Given data

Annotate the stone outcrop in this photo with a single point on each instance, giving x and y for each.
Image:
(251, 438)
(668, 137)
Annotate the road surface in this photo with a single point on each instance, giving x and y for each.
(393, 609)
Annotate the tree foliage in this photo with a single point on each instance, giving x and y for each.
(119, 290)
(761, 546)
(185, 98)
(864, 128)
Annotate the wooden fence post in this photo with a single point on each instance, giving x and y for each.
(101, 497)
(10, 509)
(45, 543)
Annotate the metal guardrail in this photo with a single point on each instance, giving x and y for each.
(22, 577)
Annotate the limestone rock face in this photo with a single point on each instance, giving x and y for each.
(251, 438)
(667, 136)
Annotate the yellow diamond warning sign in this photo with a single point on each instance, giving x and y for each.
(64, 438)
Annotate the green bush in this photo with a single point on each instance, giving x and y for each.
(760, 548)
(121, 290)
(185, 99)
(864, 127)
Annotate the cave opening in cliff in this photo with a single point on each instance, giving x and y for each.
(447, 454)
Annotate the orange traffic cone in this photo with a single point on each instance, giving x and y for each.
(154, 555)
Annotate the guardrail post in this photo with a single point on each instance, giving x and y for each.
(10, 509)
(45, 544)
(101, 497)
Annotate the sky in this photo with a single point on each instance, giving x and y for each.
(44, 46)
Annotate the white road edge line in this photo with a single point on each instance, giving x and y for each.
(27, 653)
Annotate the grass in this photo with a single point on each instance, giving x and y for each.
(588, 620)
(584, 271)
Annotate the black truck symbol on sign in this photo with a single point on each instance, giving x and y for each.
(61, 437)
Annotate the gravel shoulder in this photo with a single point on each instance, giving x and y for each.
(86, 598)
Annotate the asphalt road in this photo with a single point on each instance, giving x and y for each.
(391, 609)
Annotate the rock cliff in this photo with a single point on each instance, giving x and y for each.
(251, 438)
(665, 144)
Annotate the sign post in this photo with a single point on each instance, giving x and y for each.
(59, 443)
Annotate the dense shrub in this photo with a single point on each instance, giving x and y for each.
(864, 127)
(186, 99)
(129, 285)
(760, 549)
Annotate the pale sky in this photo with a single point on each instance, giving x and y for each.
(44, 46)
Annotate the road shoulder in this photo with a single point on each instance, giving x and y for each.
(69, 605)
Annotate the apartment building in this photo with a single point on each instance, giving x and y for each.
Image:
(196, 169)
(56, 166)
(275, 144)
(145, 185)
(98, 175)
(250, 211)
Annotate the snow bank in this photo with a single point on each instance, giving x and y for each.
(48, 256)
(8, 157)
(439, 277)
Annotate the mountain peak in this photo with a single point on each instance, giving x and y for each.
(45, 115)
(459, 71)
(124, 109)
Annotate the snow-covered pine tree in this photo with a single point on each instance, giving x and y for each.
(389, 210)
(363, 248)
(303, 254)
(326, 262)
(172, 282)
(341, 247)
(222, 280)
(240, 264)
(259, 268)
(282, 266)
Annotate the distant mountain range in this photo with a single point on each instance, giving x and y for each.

What is needed
All of the entries must be written out exactly as they stand.

Solution below
Annotate the stone outcrop in this photo with a single point on each instance, giving x and y for each.
Image:
(251, 438)
(668, 137)
Annotate the road surface in this photo with a single point on each instance, giving x and y for each.
(393, 609)
Annotate the tree foliage in this photo with a single point on each instance, giving x and y for each.
(119, 290)
(761, 546)
(185, 98)
(864, 128)
Annotate the wooden fence post in this photo with a single point on each instance, giving x and y for each.
(101, 497)
(10, 509)
(45, 543)
Annotate the metal guardrail in this photo with a single point on each instance, giving x and y for each.
(22, 577)
Annotate the limestone rock face in this photo with a single point on each instance, giving x and y for each.
(251, 438)
(667, 136)
Annotate the yellow diamond warning sign in this photo with a single point on each instance, giving x and y for each.
(64, 438)
Annotate the green bush in this photo with a single point on each instance, giving x and y for each.
(760, 548)
(121, 290)
(185, 99)
(864, 127)
Annotate the cave opening in cliff in this photo with a single point on each instance, giving x and y for each.
(447, 454)
Annotate the orange traffic cone in this photo with a single point on each instance, giving x and y for each.
(154, 555)
Annotate the guardrail post in this photo with a single point on each instance, giving x and y for each.
(10, 509)
(45, 544)
(101, 497)
Annotate the sky in this photo with a single point on each instance, giving x and y for each.
(44, 46)
Annotate the white road edge line in this photo with a single point on each instance, giving x and y for each.
(27, 653)
Annotate the grass in this photo with a single point on each instance, giving x and y for each.
(588, 620)
(584, 271)
Annotate the black truck symbol on sign in this photo with a single point on each instance, giving x and y for each.
(61, 437)
Annotate the gravel shoulder in this photo with a single point on each instance, giving x and y for each.
(86, 598)
Annotate the asphalt road in this photo with a single point on each instance, giving x and y for each.
(391, 609)
Annotate the rock cliff in this photo with a single point on each instance, giving x and y for each.
(251, 438)
(665, 144)
Annotate the sign post in this photo with a single point on each instance, giving x and y for each.
(59, 443)
Annotate the dense shrub in this photo with a single point on each instance, giving x and y for each.
(864, 127)
(186, 99)
(129, 285)
(760, 549)
Annotate the pale sky in this photo with a single point on each instance, giving x and y for each.
(44, 46)
Annotate the road shoulder in this photo with a single point on each instance, giving x and y for each.
(69, 605)
Annotate the apartment building in this photo with a single point on each instance, giving x and y for each.
Image:
(196, 169)
(56, 166)
(275, 144)
(145, 185)
(98, 175)
(250, 211)
Annotate the snow bank in this photo with a single point on each instance, giving x and y for each.
(48, 256)
(8, 157)
(439, 277)
Annotate the mountain peak in this photo with a single point on each instance, giving x and y for each.
(45, 115)
(459, 71)
(124, 109)
Annotate the snow-covered pine tree in this photo with a single point on each instance, giving x and y for each.
(389, 210)
(363, 248)
(303, 254)
(326, 262)
(172, 282)
(341, 247)
(222, 280)
(240, 264)
(259, 268)
(282, 266)
Annotate the distant mountain range in this photo with a single point on each instance, giving x and y for each.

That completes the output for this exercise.